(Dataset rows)

-- start --

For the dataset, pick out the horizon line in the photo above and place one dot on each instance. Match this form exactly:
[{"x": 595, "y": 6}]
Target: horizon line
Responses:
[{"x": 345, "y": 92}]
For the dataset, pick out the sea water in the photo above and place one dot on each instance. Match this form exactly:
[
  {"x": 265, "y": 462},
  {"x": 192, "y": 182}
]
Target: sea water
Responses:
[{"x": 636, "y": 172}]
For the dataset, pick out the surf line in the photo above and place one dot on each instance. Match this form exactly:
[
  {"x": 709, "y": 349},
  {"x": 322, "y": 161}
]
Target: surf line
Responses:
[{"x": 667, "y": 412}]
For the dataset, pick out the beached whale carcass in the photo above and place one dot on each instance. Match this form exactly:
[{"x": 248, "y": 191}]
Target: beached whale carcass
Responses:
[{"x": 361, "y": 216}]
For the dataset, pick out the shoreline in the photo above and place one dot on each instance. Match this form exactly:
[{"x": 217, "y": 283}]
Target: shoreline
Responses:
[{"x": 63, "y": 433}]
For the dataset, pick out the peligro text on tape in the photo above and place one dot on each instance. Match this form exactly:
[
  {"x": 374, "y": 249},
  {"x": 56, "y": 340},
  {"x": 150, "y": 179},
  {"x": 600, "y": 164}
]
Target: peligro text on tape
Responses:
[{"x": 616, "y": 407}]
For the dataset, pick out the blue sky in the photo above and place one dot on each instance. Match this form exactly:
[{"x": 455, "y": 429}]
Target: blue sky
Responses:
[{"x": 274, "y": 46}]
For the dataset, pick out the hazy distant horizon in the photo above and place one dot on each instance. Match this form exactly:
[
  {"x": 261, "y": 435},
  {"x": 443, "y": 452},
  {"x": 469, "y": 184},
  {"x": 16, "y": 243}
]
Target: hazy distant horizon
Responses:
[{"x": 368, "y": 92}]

-- end --

> Problem to solve
Reproduce all of the data above verbatim, keeping every line, symbol, and number unchanged.

> Answer
For the dataset, pick out the horizon line in the photo above and place one dot on each instance. Match this form exactly:
[{"x": 595, "y": 6}]
Target: horizon line
Responses:
[{"x": 345, "y": 92}]
For the dataset, pick out the sea water in the photo above and place one dot on each instance. Match this form exactly:
[
  {"x": 265, "y": 462},
  {"x": 192, "y": 182}
]
Target: sea water
Responses:
[{"x": 636, "y": 172}]
For the dataset, pick out the surf line in the photo above and place one dot on each instance. Match this form exactly:
[
  {"x": 709, "y": 349},
  {"x": 322, "y": 161}
]
Target: surf line
Responses:
[{"x": 667, "y": 412}]
For the dataset, pick out the beached whale carcass in the photo above and place one dot on each instance. Match this form exactly:
[{"x": 248, "y": 191}]
Target: beached whale carcass
Responses:
[{"x": 361, "y": 216}]
For the dataset, pick out the shoreline in the photo above and place one dot on each instance. Match this form exactly:
[{"x": 217, "y": 283}]
Target: shoreline
Responses:
[{"x": 63, "y": 433}]
For the dataset, pick out the peligro text on tape in the photo above and place one dot on each instance. Match this form exactly:
[
  {"x": 374, "y": 249},
  {"x": 56, "y": 340},
  {"x": 150, "y": 179},
  {"x": 600, "y": 164}
]
Target: peligro text on tape
Responses:
[{"x": 616, "y": 407}]
For the dataset, pick out the blue sky in the photo above and place one dot on each instance. Match this form exactly:
[{"x": 455, "y": 429}]
Target: blue sky
Responses:
[{"x": 274, "y": 46}]
For the dataset, pick out the hazy distant horizon in the photo above and place one dot on each instance. Match this form exactly:
[
  {"x": 261, "y": 435},
  {"x": 443, "y": 452},
  {"x": 469, "y": 184},
  {"x": 16, "y": 243}
]
Target: hazy distant horizon
Responses:
[{"x": 368, "y": 92}]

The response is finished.